*Exercise requirements*: Could you set down exactly the lines of the data below, starting at the one that holds "positive clicks: (99, 246)" and ending at the one that holds "box: [138, 182, 162, 271]", both included, and only those?

Task input START

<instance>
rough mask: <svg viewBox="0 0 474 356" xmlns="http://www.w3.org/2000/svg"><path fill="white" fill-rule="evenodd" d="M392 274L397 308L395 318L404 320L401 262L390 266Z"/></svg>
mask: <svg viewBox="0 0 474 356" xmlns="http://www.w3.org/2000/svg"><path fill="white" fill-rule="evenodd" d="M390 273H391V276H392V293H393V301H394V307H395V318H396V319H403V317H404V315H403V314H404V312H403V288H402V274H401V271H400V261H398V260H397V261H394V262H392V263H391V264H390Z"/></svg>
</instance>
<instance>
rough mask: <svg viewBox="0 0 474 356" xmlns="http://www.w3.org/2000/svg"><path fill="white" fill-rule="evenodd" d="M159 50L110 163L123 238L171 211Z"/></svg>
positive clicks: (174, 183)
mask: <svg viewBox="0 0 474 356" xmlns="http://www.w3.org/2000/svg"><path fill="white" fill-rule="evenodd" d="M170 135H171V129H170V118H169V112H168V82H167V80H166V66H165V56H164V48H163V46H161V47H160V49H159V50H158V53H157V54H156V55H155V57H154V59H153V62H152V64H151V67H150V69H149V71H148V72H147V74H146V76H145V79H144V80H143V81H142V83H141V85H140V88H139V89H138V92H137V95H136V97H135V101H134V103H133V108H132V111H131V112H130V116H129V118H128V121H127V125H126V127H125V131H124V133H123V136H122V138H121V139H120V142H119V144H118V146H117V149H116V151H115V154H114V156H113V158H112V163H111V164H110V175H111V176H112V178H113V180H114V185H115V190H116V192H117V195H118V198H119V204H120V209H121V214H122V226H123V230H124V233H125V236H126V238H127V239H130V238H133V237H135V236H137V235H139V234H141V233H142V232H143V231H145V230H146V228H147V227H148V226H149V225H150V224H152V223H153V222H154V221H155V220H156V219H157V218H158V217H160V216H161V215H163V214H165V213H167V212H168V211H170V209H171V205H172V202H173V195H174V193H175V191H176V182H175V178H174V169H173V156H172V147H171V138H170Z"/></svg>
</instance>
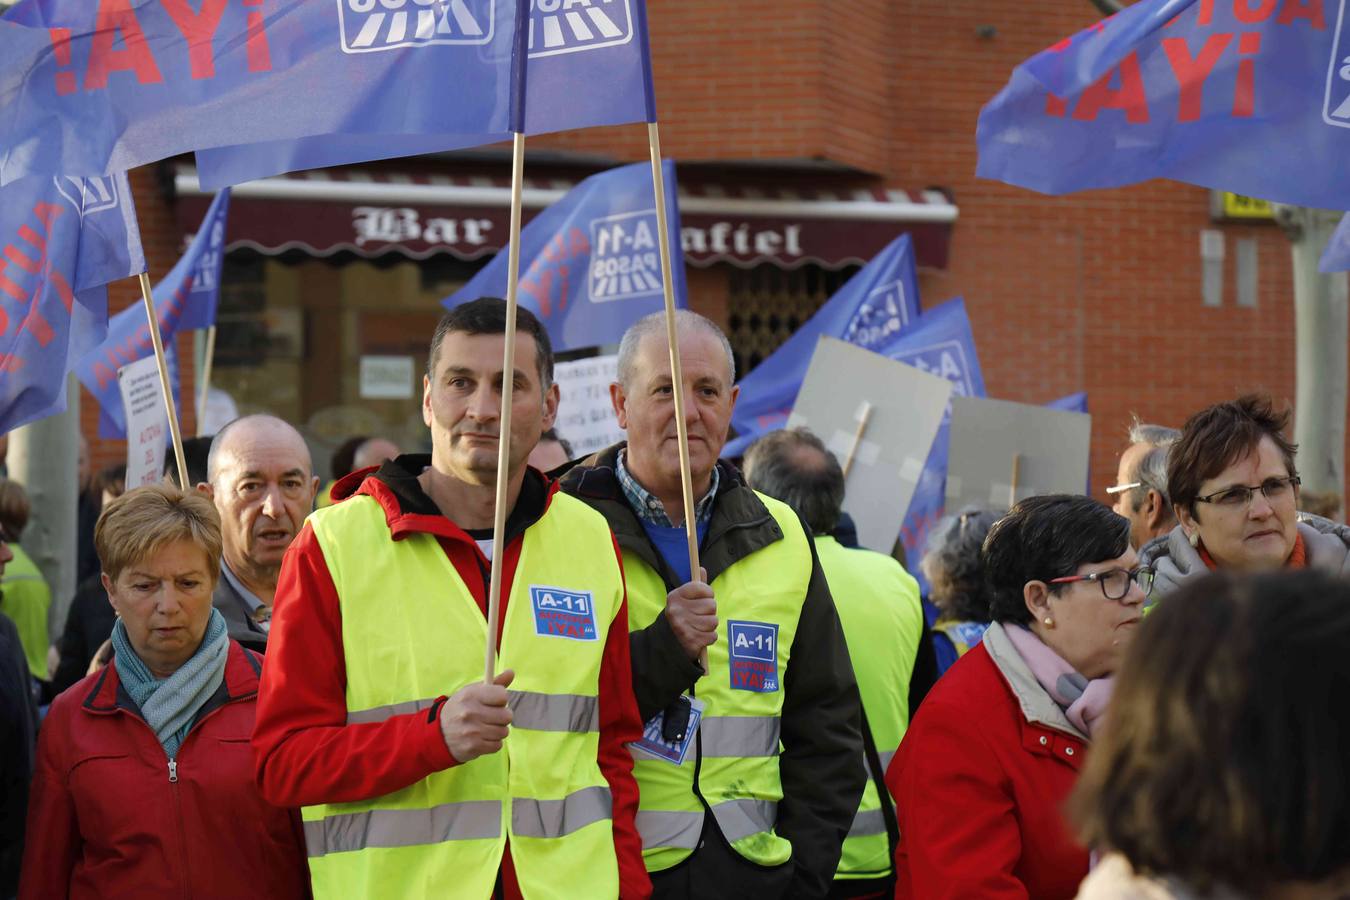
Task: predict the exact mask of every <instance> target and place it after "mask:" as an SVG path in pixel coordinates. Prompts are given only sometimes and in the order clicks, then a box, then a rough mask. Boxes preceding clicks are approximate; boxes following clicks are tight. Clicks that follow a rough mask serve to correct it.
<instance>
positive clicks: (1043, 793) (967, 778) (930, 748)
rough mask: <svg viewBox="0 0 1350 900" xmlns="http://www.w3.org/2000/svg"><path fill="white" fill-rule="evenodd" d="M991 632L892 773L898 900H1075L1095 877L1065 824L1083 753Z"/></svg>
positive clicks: (943, 697)
mask: <svg viewBox="0 0 1350 900" xmlns="http://www.w3.org/2000/svg"><path fill="white" fill-rule="evenodd" d="M990 631H991V633H990V634H987V637H985V640H984V642H983V644H980V645H979V646H976V648H973V649H972V650H971V652H969V653H967V654H965V656H963V657H961V658H960V660H957V661H956V664H954V665H953V667H952V668H950V669H949V671H948V672H946V675H944V676H942V679H941V680H938V683H937V685H936V687H934V688H933V691H931V692H930V694H929V695H927V698H925V700H923V704H922V706H921V707H919V710H918V714H917V715H915V718H914V723H913V725H910V729H909V731H907V733H906V735H904V741H903V742H902V743H900V749H899V752H898V753H896V754H895V758H894V760H892V761H891V765H890V768H888V769H887V773H886V783H887V785H888V787H890V788H891V795H892V796H894V797H895V807H896V816H898V819H899V826H900V843H899V846H898V847H896V851H895V870H896V876H898V881H896V891H895V896H896V897H898V899H900V900H909V899H911V897H913V899H914V900H957V899H961V900H1014V899H1018V900H1026V899H1029V897H1030V899H1033V900H1072V897H1073V896H1075V895H1076V893H1077V888H1079V882H1080V881H1081V880H1083V878H1084V876H1087V873H1088V853H1087V850H1084V849H1083V847H1081V846H1079V843H1077V842H1076V841H1075V839H1073V837H1072V835H1071V834H1069V830H1068V826H1066V823H1065V820H1064V818H1062V814H1061V808H1062V806H1064V800H1065V799H1066V797H1068V793H1069V791H1071V789H1072V787H1073V783H1075V780H1076V779H1077V773H1079V768H1080V766H1081V765H1083V757H1084V753H1085V750H1087V743H1085V742H1084V741H1083V738H1081V735H1079V734H1077V733H1076V731H1075V730H1073V726H1071V725H1069V723H1068V719H1065V718H1064V714H1062V712H1061V711H1060V708H1058V707H1057V706H1054V702H1053V700H1052V699H1050V696H1049V695H1048V694H1046V692H1045V691H1044V690H1042V688H1041V687H1039V684H1037V683H1035V679H1034V676H1033V675H1031V673H1030V669H1027V668H1026V664H1025V663H1022V658H1021V656H1018V654H1017V650H1015V649H1014V648H1012V645H1011V644H1010V642H1008V640H1007V637H1006V636H1004V634H1003V630H1002V629H1000V627H999V626H998V625H995V626H991V629H990ZM991 649H992V654H991Z"/></svg>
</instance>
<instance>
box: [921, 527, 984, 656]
mask: <svg viewBox="0 0 1350 900" xmlns="http://www.w3.org/2000/svg"><path fill="white" fill-rule="evenodd" d="M1002 515H1003V513H998V511H995V510H988V509H980V507H977V506H968V507H965V509H964V510H961V511H960V513H957V514H956V515H953V517H950V518H946V519H944V521H942V522H940V524H938V528H937V529H934V530H933V533H931V537H930V538H929V546H927V552H926V553H925V555H923V561H922V563H921V564H919V568H921V569H922V571H923V578H926V579H927V582H929V600H931V603H933V606H936V607H937V611H938V615H937V622H934V623H933V652H934V654H936V656H937V671H938V675H941V673H944V672H946V671H948V669H949V668H952V664H953V663H956V661H957V660H958V658H960V657H963V656H965V653H967V650H969V649H971V648H972V646H977V645H979V642H980V638H983V637H984V629H987V627H988V626H990V591H988V588H987V587H985V582H984V563H983V561H981V560H980V551H981V549H983V546H984V537H985V536H987V534H988V533H990V529H991V528H992V526H994V522H996V521H999V518H1000V517H1002Z"/></svg>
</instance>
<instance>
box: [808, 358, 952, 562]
mask: <svg viewBox="0 0 1350 900" xmlns="http://www.w3.org/2000/svg"><path fill="white" fill-rule="evenodd" d="M950 395H952V382H949V381H948V379H945V378H940V376H937V375H929V374H926V372H922V371H919V370H917V368H914V367H911V366H906V364H904V363H898V362H895V360H894V359H887V358H886V356H882V355H880V354H873V352H872V351H869V349H863V348H861V347H857V345H856V344H849V343H846V341H842V340H837V339H834V337H821V340H819V343H817V344H815V354H814V355H813V356H811V364H810V368H807V371H806V381H805V382H802V390H801V393H798V395H796V405H795V406H794V407H792V414H791V416H790V417H788V420H787V426H788V428H795V426H798V425H805V426H806V428H810V429H811V430H813V432H815V434H817V436H818V437H819V439H821V440H822V441H825V445H826V447H829V448H830V451H833V452H834V455H836V456H837V457H838V460H840V464H841V466H845V467H846V470H848V475H846V479H845V494H844V511H846V513H848V514H849V515H850V517H852V518H853V522H855V525H857V540H859V544H861V545H863V546H865V548H868V549H872V551H877V552H880V553H890V552H891V548H892V546H895V538H896V537H899V534H900V524H902V522H903V521H904V514H906V511H907V510H909V507H910V501H911V499H913V498H914V488H915V487H917V484H918V480H919V476H921V475H922V474H923V461H925V460H926V459H927V455H929V451H930V449H931V447H933V439H934V437H937V430H938V426H940V425H941V424H942V414H944V413H945V412H946V402H948V399H949V398H950Z"/></svg>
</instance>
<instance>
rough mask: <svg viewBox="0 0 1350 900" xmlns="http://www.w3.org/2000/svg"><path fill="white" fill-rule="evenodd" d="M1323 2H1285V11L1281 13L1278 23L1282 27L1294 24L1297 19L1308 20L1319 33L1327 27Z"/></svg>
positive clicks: (1312, 0) (1290, 0)
mask: <svg viewBox="0 0 1350 900" xmlns="http://www.w3.org/2000/svg"><path fill="white" fill-rule="evenodd" d="M1323 5H1324V4H1323V3H1322V0H1285V3H1284V9H1281V11H1280V18H1278V19H1277V22H1278V23H1280V24H1282V26H1288V24H1293V20H1295V19H1307V20H1308V24H1311V26H1312V27H1314V28H1316V30H1318V31H1323V30H1324V28H1326V27H1327V18H1326V13H1324V12H1323Z"/></svg>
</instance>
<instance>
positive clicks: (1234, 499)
mask: <svg viewBox="0 0 1350 900" xmlns="http://www.w3.org/2000/svg"><path fill="white" fill-rule="evenodd" d="M1301 483H1303V482H1301V480H1300V479H1299V476H1297V475H1291V476H1288V478H1268V479H1266V480H1264V482H1261V483H1260V484H1255V486H1250V484H1234V486H1233V487H1226V488H1223V490H1222V491H1215V493H1214V494H1208V495H1206V497H1197V498H1195V501H1196V503H1214V505H1215V506H1227V507H1228V509H1238V507H1239V506H1246V505H1247V503H1250V502H1251V498H1253V497H1255V493H1257V491H1261V493H1262V494H1264V495H1265V498H1266V499H1268V501H1269V502H1270V503H1272V505H1274V503H1278V502H1281V501H1292V499H1293V488H1296V487H1297V486H1299V484H1301Z"/></svg>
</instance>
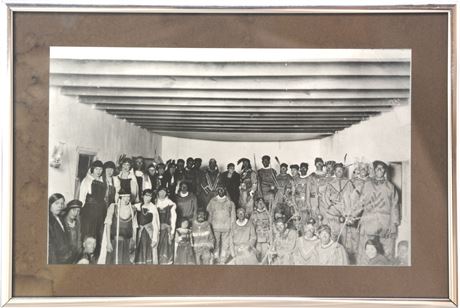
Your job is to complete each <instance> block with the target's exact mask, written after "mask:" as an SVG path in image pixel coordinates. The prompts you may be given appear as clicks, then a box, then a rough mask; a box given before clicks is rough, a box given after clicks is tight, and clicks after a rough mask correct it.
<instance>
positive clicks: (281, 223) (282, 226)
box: [272, 218, 297, 265]
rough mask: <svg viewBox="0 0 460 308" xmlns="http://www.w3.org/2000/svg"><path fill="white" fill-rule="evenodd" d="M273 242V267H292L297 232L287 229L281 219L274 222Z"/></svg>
mask: <svg viewBox="0 0 460 308" xmlns="http://www.w3.org/2000/svg"><path fill="white" fill-rule="evenodd" d="M275 228H276V233H275V240H274V244H273V249H272V255H273V256H274V264H275V265H294V259H293V254H294V251H295V244H296V241H297V232H296V231H294V230H292V229H289V228H287V224H286V223H285V222H284V220H283V219H282V218H279V219H277V220H276V222H275Z"/></svg>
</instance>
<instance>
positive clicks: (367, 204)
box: [358, 160, 401, 264]
mask: <svg viewBox="0 0 460 308" xmlns="http://www.w3.org/2000/svg"><path fill="white" fill-rule="evenodd" d="M373 167H374V174H375V177H374V178H373V179H371V180H368V181H366V182H365V183H364V185H363V188H362V192H361V198H360V204H361V206H362V209H363V214H362V217H361V223H360V239H359V252H358V263H359V264H366V262H367V261H368V260H367V256H366V254H365V244H366V242H367V240H369V239H372V238H375V237H377V236H378V237H380V242H381V243H382V245H383V249H384V251H385V256H386V257H387V258H389V259H390V260H393V259H394V256H395V241H396V237H397V235H398V226H399V224H400V222H401V217H400V209H399V196H398V192H397V190H396V187H395V186H394V185H393V184H392V183H390V181H388V180H387V178H386V174H387V172H388V165H387V164H385V163H384V162H382V161H380V160H376V161H374V162H373Z"/></svg>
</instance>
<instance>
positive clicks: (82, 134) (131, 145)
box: [49, 87, 162, 200]
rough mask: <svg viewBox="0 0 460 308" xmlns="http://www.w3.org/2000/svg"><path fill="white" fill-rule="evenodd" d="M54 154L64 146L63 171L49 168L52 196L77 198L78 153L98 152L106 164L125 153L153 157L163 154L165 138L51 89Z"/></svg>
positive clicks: (50, 97)
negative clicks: (161, 152)
mask: <svg viewBox="0 0 460 308" xmlns="http://www.w3.org/2000/svg"><path fill="white" fill-rule="evenodd" d="M49 120H50V130H49V146H50V152H51V151H52V149H53V147H54V145H56V144H58V143H59V142H63V143H64V155H63V158H62V159H63V162H62V165H61V167H60V168H58V169H56V168H52V167H49V194H52V193H55V192H59V193H62V194H63V195H64V196H65V198H66V199H67V200H70V199H73V196H74V189H75V176H76V173H77V164H78V151H79V150H86V151H90V152H96V153H97V158H98V159H100V160H102V161H107V160H113V161H114V162H116V160H117V159H118V157H119V155H120V154H122V153H125V154H128V155H143V156H145V157H153V156H154V155H155V151H156V152H157V153H158V154H160V153H161V138H162V137H161V136H159V135H156V134H153V133H151V132H149V131H147V130H145V129H142V128H139V127H137V126H134V125H132V124H130V123H128V122H125V121H123V120H119V119H116V118H115V117H113V116H111V115H109V114H107V113H105V112H102V111H99V110H95V109H92V108H91V107H90V106H88V105H84V104H81V103H78V102H77V101H76V98H75V97H70V96H64V95H61V94H60V93H59V91H58V89H56V88H53V87H52V88H50V114H49Z"/></svg>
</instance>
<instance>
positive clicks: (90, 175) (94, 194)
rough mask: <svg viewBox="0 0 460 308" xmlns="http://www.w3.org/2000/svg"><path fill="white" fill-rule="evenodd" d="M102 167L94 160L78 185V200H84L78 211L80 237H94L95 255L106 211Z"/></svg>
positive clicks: (99, 246)
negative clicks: (89, 170) (78, 189)
mask: <svg viewBox="0 0 460 308" xmlns="http://www.w3.org/2000/svg"><path fill="white" fill-rule="evenodd" d="M103 167H104V165H103V164H102V162H101V161H100V160H96V161H95V162H94V163H93V164H92V165H91V169H90V173H89V174H88V175H87V176H86V178H85V179H84V180H83V181H82V183H81V186H80V201H82V202H84V205H83V208H82V209H81V212H80V215H81V237H82V238H85V237H88V236H91V237H94V238H95V239H96V243H97V246H96V255H99V252H100V249H101V242H102V233H103V232H104V219H105V216H106V213H107V205H106V203H105V195H106V191H107V186H106V184H105V183H104V182H103V181H102V177H101V175H102V171H103Z"/></svg>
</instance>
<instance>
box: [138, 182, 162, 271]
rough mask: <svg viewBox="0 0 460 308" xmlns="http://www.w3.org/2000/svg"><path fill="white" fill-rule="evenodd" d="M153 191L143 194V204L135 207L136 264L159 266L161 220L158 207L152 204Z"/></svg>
mask: <svg viewBox="0 0 460 308" xmlns="http://www.w3.org/2000/svg"><path fill="white" fill-rule="evenodd" d="M152 195H153V191H152V190H151V189H146V190H144V192H143V193H142V196H143V202H142V203H138V204H136V205H135V207H136V211H137V214H136V216H137V225H138V228H137V235H136V255H135V258H134V263H136V264H158V251H157V246H158V238H159V232H160V219H159V216H158V210H157V208H156V206H155V205H154V204H153V203H152V202H151V200H152Z"/></svg>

Task input END

*Response for this exercise*:
positive clicks: (99, 246)
negative clicks: (89, 170) (78, 189)
mask: <svg viewBox="0 0 460 308" xmlns="http://www.w3.org/2000/svg"><path fill="white" fill-rule="evenodd" d="M103 167H104V165H103V164H102V162H101V161H100V160H96V161H95V162H94V163H93V164H92V165H91V169H90V173H89V174H88V175H87V176H86V178H85V179H84V180H83V181H82V183H81V186H80V201H82V202H84V205H83V208H82V209H81V212H80V215H81V237H82V238H85V237H88V236H91V237H94V238H95V239H96V243H97V246H96V255H99V252H100V249H101V242H102V233H103V232H104V219H105V216H106V213H107V205H106V203H105V195H106V191H107V186H106V184H105V183H104V182H103V181H102V177H101V175H102V171H103Z"/></svg>
</instance>
<instance>
box: [138, 182, 162, 271]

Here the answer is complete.